(Records from a dataset)

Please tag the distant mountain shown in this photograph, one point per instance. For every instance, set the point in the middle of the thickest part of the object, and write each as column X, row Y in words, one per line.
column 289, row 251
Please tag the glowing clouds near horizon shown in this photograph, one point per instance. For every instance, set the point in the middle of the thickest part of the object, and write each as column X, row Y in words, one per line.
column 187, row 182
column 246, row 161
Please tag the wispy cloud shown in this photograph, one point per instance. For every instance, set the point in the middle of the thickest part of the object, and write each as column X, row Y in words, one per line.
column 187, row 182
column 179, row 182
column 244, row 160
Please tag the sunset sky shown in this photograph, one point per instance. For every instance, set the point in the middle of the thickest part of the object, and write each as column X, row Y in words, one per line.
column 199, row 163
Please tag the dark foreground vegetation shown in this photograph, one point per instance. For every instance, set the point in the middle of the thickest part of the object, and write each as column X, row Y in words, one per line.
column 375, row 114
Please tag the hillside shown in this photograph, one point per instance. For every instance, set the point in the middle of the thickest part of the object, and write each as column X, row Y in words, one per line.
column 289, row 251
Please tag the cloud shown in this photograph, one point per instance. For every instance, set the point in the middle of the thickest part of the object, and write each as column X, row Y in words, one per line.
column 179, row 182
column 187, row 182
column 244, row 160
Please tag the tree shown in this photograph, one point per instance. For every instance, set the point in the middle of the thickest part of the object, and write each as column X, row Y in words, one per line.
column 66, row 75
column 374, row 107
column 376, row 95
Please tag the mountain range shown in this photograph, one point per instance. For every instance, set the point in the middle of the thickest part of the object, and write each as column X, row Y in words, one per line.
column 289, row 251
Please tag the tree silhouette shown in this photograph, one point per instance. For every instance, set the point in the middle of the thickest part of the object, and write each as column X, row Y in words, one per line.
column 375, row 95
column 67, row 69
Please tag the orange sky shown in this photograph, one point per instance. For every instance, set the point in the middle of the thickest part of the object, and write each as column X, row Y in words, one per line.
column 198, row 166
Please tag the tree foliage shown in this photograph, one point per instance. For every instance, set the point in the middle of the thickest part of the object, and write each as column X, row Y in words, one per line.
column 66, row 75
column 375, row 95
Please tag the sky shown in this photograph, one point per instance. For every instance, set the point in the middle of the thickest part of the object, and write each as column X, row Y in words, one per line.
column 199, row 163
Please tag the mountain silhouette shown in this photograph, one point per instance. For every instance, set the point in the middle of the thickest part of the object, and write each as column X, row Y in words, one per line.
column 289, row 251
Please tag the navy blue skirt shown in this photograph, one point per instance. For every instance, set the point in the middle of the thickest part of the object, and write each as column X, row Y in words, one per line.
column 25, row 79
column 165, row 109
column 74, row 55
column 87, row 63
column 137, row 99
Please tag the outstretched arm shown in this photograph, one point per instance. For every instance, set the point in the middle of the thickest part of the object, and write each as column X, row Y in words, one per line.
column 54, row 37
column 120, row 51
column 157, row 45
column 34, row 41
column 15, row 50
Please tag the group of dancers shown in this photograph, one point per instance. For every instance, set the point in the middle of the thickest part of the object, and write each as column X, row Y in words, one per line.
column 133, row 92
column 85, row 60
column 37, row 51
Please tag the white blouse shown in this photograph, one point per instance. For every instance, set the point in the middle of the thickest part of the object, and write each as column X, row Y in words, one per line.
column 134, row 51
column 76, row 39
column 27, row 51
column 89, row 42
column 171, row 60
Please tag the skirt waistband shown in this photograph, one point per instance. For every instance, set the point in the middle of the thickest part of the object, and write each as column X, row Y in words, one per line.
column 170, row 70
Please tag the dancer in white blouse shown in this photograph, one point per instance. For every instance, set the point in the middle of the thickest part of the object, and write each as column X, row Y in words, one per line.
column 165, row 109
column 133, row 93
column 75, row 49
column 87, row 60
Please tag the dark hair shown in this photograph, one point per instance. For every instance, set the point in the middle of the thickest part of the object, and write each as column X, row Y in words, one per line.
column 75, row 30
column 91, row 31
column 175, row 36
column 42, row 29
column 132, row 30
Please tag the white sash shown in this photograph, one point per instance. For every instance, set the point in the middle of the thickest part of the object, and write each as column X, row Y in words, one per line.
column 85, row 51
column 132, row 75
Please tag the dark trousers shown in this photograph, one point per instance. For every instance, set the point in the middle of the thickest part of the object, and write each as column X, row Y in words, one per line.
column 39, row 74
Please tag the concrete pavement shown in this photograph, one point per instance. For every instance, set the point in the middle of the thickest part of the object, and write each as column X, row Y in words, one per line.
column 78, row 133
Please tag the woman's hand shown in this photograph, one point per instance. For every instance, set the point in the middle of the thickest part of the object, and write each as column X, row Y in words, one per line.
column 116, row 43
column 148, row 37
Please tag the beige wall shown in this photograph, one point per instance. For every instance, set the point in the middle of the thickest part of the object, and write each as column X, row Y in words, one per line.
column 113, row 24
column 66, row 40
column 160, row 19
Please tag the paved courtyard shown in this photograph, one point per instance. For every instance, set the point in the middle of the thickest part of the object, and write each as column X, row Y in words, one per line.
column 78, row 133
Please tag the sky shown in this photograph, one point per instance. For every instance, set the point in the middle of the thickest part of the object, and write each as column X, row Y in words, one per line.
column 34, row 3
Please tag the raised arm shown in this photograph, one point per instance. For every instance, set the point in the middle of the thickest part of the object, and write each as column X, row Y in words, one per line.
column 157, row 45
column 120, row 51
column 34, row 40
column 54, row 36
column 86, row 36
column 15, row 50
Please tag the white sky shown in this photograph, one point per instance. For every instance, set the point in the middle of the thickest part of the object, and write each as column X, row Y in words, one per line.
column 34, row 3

Required work:
Your response must repeat the entries above exactly, in full.

Exercise solution:
Please tag the distant mountain shown in this photograph, one point per instance. For every instance, set the point in the middle of the thickest part of the object, and write each as column X, row Y in words, one per line.
column 289, row 251
Please tag the glowing clouds near horizon shown in this photograph, one point per instance. For every instance, set the point in the middle of the thickest part of the object, and write each as column X, row Y in words, one per line.
column 187, row 182
column 246, row 161
Please tag the wispy cloud shown in this photograph, one point per instance. For every instance, set the point in the middle of the thickest part of the object, and write each as column X, row Y in words, one per line.
column 187, row 182
column 179, row 182
column 244, row 160
Please tag the sunset sky shown in this photograph, one point per instance. For every instance, set the point in the middle of the thickest part of the object, and write each as column X, row Y in words, one per line.
column 199, row 163
Please tag the dark foreground vegetation shown in this photograph, one point per instance. For every instance, set the point in the middle of the thickest part of the object, and write each as column X, row Y in words, one per line.
column 375, row 114
Please tag the hillside shown in this photograph, one point per instance. For every instance, set the point in the middle of the thickest part of the object, and write each as column X, row Y in words, one per line.
column 289, row 251
Please tag the cloud shown in this photograph, one point per instance. For every instance, set the point in the middle of the thickest part of the object, and write each as column X, row Y in words, one per line.
column 179, row 182
column 187, row 182
column 244, row 160
Please tag the tree shown in this photograph, one point per instance. For every instance, set the point in the middle of the thickest part of the object, and write each as column X, row Y in words, one per line.
column 66, row 75
column 374, row 107
column 376, row 95
Please tag the mountain range shown in this photograph, one point per instance. For every instance, set the point in the middle of the thickest part of the object, and write each as column X, row Y in words, one per line.
column 289, row 251
Please tag the tree silhouette shown in this photograph, one point per instance. For every instance, set the point in the middle of the thickest part of the object, and write each as column X, row Y in words, one per line.
column 375, row 95
column 67, row 69
Please tag the orange sky shown in this photograph, one point per instance. For every instance, set the point in the middle of the thickest part of the object, and write each as column X, row Y in words, one per line.
column 198, row 166
Please tag the tree foliage shown in this photograph, one point per instance. For every instance, set the point in the middle of the thickest part of the object, and write each as column X, row Y in words, one per line.
column 66, row 75
column 375, row 95
Please tag the sky shown in this photograph, one point per instance. For every instance, set the point in the middle of the thickest part of the object, and write each as column X, row Y in words, one per line.
column 199, row 163
Please tag the mountain silhouette shown in this photograph, one point per instance. For every instance, set the point in the middle of the thickest part of the object, and write each as column X, row Y in words, one per line.
column 289, row 251
Please tag the navy blue skirt shown in this photograph, one point per instance. For every instance, set the point in the middle of the thickest part of the object, and write each as column X, row Y in words, one per line.
column 25, row 79
column 165, row 109
column 74, row 55
column 87, row 63
column 137, row 99
Please tag the outstretched arm shown in this photograph, one point per instance. For every instance, set the point in the middle of the thickest part of the object, and write each as column X, row Y in words, one per line.
column 54, row 37
column 120, row 51
column 157, row 45
column 34, row 41
column 15, row 50
Please tag the group of dancers shown in this photograph, one point per instance. For every instance, set the point in the middle of the thickest part of the object, and write each as column X, row Y in words, one per line.
column 133, row 92
column 85, row 60
column 37, row 51
Please tag the white blouse shown in this photograph, one point per instance. For every instance, set the point in the middle of the thickest part of the object, and write each as column X, row Y in words, one per line.
column 134, row 51
column 76, row 39
column 27, row 51
column 89, row 42
column 171, row 60
Please tag the skirt waistband shown in this photograph, one point per instance. For every instance, set the point in the middle of the thickest part of the object, and write each as column X, row Y in words, one per line.
column 170, row 70
Please tag the dancer in white blouse shown in this photograph, one point per instance. For every instance, set the point in the middle of the thickest part of the object, and write each as column X, row Y in words, one per line.
column 165, row 109
column 133, row 93
column 75, row 49
column 87, row 60
Please tag the dark hair shown in this photograph, one point per instance. For every instance, set the point in the middle of the thickest part of the object, and write each as column X, row Y in words, one per line.
column 75, row 30
column 91, row 31
column 175, row 36
column 42, row 29
column 132, row 30
Please tag the white sash shown in this photograph, one point per instance. For every instance, set the point in the middle of the thickest part of the object, and write each as column X, row Y in words, one per line.
column 85, row 51
column 132, row 75
Please tag the dark trousers shown in this photograph, one point per instance. For every instance, set the point in the middle of the thickest part of the object, and write each as column X, row Y in words, one per line.
column 39, row 74
Please tag the concrete pavement shown in this photograph, one point per instance. For every instance, set the point in the middle of the thickest part of the object, and write each as column X, row Y in words, one per line.
column 78, row 133
Please tag the woman's hand shown in this photograph, one point per instance. For every instance, set the point in the middle of the thickest part of the object, and write each as column X, row Y in words, one per line.
column 116, row 43
column 148, row 37
Please tag the beige wall shown in this photograph, one point per instance. For every instance, set the point in the middle of the thickest part of the object, and write each as column X, row Y in words, one per line.
column 113, row 24
column 66, row 40
column 160, row 19
Please tag the paved courtyard shown in this photograph, one point per instance. For every instance, set the point in the middle of the thickest part of the object, and write each as column X, row Y in words, one per line.
column 78, row 133
Please tag the sky shown in this photograph, one point per instance. For every instance, set the point in the middle of the thickest part of the object, and write each as column X, row Y in words, one per line.
column 34, row 3
Please tag the raised arm shown in this photograph, one point per instance. For every instance, set the point in the middle of the thickest part of the object, and write each as column X, row Y in words, one per line.
column 157, row 45
column 120, row 51
column 34, row 40
column 54, row 36
column 86, row 36
column 15, row 50
Please tag the white sky shown in this photograph, one point per instance. For every instance, set the point in the middle of the thickest part of the object, and write each as column X, row Y in words, one per line.
column 34, row 3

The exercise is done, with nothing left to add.